Problem -
Locate every line in the entries below that contains the string "road", and copy each of those lines in full. Case counts.

Supplied entries -
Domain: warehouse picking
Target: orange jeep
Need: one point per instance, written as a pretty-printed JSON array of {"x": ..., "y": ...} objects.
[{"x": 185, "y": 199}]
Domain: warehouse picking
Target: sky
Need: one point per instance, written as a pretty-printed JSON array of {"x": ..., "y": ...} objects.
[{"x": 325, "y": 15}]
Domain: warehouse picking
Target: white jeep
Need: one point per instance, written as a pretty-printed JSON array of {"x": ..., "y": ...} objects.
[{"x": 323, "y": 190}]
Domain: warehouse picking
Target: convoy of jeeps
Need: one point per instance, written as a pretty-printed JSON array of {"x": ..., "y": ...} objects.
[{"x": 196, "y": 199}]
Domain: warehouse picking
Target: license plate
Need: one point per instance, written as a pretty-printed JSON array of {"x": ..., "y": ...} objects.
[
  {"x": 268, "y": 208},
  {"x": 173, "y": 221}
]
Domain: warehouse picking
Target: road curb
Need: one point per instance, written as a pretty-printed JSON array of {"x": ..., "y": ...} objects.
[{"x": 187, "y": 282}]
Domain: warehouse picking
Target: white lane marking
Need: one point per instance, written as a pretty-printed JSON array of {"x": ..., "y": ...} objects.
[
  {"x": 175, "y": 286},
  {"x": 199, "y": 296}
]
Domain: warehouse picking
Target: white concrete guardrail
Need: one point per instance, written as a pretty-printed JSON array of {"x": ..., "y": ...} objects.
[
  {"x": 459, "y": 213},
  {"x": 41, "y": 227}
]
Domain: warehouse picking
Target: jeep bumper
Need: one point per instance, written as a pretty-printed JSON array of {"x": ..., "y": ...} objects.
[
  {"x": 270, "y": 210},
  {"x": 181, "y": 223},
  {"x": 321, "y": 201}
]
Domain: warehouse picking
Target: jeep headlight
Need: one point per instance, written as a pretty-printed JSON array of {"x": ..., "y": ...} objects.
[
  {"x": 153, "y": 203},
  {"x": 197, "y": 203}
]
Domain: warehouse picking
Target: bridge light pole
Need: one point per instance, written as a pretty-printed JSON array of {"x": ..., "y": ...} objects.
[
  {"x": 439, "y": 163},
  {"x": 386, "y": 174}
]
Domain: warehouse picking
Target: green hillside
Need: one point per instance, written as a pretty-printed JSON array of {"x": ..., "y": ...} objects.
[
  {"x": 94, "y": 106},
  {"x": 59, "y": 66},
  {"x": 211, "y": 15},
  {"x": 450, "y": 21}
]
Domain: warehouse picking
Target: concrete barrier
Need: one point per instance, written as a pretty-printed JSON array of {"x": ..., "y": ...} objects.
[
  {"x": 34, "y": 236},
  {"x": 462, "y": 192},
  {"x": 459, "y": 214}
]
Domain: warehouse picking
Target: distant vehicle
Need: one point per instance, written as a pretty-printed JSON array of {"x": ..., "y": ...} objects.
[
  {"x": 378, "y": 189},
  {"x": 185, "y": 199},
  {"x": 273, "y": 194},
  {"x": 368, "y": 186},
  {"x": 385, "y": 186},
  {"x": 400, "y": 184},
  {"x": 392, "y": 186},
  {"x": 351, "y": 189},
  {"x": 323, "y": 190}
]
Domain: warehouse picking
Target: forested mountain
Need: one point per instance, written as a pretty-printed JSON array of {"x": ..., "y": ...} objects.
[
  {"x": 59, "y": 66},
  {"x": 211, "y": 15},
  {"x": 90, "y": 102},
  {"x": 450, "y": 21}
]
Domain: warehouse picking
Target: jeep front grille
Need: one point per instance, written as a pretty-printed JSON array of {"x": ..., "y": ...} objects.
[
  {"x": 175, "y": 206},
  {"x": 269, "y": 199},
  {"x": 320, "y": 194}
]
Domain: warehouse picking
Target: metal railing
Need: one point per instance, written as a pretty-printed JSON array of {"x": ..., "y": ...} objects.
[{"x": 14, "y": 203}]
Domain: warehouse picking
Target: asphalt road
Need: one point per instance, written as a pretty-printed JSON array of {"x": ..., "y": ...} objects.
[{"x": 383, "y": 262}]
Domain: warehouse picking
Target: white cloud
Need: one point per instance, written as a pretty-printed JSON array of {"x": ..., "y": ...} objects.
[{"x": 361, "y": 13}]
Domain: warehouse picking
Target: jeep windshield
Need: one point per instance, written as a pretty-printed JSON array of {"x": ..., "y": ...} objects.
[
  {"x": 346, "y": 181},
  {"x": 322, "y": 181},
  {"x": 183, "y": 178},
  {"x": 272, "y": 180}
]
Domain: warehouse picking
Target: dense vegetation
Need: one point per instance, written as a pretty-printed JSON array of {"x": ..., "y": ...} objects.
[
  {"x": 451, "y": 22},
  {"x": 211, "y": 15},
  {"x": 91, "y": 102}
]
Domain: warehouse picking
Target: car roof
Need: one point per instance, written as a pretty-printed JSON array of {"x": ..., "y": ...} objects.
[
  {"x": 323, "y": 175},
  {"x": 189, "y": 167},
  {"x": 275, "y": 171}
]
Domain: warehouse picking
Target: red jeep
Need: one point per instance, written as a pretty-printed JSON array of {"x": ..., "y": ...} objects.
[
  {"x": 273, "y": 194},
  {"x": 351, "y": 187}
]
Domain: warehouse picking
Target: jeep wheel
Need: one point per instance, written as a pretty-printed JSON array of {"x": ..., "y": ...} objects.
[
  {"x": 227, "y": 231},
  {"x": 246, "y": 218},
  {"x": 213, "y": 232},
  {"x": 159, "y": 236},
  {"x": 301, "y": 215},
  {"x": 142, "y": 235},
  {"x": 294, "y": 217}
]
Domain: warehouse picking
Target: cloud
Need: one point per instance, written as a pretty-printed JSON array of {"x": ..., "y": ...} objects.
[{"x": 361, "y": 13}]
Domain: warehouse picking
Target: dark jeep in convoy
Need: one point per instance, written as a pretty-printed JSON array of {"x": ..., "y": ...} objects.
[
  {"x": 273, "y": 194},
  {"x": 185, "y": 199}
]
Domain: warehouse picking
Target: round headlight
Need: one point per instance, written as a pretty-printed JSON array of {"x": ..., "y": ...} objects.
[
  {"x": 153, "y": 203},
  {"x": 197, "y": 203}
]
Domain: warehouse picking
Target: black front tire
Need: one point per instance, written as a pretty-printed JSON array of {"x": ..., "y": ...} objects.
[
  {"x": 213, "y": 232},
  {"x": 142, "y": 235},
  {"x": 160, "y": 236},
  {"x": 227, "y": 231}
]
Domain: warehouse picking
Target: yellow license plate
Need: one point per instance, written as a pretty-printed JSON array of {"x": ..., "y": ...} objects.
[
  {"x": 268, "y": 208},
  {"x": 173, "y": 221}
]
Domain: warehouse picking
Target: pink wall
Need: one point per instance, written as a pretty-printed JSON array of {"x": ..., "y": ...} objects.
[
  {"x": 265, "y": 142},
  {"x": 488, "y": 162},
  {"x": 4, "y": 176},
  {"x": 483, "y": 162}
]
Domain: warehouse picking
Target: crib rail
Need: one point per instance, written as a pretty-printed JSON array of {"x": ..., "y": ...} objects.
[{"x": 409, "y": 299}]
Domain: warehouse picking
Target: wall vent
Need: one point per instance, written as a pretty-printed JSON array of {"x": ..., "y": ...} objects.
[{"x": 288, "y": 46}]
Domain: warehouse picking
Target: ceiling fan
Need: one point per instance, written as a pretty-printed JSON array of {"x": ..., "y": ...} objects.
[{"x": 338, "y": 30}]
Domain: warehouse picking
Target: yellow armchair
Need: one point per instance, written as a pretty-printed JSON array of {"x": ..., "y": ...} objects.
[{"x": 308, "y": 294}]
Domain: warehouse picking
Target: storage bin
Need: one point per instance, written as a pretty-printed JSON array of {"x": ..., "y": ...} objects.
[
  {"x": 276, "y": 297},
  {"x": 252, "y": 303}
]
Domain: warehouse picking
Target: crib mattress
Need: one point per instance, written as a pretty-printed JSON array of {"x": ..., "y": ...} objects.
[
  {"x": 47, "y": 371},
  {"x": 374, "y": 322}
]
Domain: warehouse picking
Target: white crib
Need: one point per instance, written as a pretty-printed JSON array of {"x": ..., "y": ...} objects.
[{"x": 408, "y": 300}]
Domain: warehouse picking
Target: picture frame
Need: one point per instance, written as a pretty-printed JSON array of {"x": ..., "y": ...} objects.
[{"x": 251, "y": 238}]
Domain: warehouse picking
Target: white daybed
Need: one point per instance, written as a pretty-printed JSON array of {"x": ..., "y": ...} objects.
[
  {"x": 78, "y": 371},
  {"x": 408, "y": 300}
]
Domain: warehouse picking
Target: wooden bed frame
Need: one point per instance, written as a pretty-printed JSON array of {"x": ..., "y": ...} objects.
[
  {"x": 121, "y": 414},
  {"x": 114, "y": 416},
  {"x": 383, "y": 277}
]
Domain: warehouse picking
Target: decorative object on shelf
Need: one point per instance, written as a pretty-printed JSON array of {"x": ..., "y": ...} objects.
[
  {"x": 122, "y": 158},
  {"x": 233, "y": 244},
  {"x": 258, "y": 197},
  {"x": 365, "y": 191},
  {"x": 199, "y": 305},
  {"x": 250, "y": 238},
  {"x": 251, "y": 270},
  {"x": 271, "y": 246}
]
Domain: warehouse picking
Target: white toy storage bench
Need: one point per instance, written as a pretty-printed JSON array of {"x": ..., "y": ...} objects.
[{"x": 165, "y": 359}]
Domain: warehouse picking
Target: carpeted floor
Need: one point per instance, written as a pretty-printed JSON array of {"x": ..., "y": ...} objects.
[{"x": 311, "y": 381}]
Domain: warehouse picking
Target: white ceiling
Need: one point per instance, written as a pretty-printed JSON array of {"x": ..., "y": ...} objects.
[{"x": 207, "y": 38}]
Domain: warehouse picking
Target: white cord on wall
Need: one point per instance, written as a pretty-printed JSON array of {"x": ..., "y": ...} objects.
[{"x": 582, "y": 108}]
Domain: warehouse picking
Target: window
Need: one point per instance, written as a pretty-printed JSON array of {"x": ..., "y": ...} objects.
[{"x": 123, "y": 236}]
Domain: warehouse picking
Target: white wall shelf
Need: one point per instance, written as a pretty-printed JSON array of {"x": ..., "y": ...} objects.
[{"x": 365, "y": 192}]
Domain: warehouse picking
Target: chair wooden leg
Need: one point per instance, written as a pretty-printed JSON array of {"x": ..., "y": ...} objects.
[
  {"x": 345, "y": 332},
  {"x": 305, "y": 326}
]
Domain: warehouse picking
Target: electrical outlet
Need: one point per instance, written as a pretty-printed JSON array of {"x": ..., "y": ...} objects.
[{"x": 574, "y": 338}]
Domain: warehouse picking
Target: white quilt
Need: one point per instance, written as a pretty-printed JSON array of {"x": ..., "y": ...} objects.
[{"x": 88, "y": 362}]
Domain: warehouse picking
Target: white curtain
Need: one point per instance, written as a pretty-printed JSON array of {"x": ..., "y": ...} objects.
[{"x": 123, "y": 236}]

The response -
Target: road curb
Target: asphalt road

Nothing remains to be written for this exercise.